TO DO:
a – Reproduce the prison breakout passage below word for word, in full.
b – Pull out each line of the records that contains the string "pants".

EXCERPT TO READ:
··········

Joe Friesen

The Breakout – August 2008

The opening was small but it would do.

Danny knelt on the cement floor and peers out to get his bearings. He could see a narrow ledge running just outside the hole and the interior prison yard down below. He looked behind him, along the corridor toward the guard station. All was quiet. A half-dozen inmates crowded round in anticipation, waiting for Danny to decide. He tied his long, black hair into a bun on the top of his head and took a deep breath.

“I’m gonna go,” he said.

··········

LISTING:
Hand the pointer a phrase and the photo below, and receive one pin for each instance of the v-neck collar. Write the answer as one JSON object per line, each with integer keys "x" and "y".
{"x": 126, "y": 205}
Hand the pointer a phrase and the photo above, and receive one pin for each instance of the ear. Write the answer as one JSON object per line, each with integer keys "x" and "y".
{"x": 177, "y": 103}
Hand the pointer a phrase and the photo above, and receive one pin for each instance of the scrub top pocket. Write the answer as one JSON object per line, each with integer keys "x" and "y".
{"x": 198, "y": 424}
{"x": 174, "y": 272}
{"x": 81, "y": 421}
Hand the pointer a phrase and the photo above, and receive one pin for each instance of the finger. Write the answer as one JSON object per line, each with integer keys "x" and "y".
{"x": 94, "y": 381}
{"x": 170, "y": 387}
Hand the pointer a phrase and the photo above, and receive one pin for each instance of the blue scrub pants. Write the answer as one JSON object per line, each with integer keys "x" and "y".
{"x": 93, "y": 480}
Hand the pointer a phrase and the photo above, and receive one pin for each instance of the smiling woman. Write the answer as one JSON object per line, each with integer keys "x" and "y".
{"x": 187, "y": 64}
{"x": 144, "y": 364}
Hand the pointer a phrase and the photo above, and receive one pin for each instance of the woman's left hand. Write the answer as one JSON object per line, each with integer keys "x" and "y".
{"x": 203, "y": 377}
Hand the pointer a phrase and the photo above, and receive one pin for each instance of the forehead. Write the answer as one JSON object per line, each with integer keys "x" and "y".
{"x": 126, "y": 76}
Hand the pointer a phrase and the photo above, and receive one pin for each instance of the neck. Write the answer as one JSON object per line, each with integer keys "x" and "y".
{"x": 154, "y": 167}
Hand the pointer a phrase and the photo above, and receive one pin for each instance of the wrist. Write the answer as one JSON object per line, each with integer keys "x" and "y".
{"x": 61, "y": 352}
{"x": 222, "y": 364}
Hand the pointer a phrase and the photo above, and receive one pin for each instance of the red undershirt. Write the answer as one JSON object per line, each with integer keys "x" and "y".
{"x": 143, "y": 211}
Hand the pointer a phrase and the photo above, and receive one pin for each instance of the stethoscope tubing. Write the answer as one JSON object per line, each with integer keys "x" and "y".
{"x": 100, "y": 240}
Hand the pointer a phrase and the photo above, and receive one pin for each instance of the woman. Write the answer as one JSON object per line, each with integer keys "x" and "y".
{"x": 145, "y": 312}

··········

ANSWERS PER TASK:
a –
Joe Friesen

The Breakout – August 2008

The opening was small but it would do.

Danny knelt on the cement floor and peers out to get his bearings. He could see a narrow ledge running just outside the hole and the interior prison yard down below. He looked behind him, along the corridor toward the guard station. All was quiet. A half-dozen inmates crowded round in anticipation, waiting for Danny to decide. He tied his long, black hair into a bun on the top of his head and took a deep breath.

“I’m gonna go,” he said.

b –
Hand the pointer a phrase and the photo above, and receive one pin for each instance of the blue scrub pants. Write the answer as one JSON object per line, each with integer keys "x" and "y".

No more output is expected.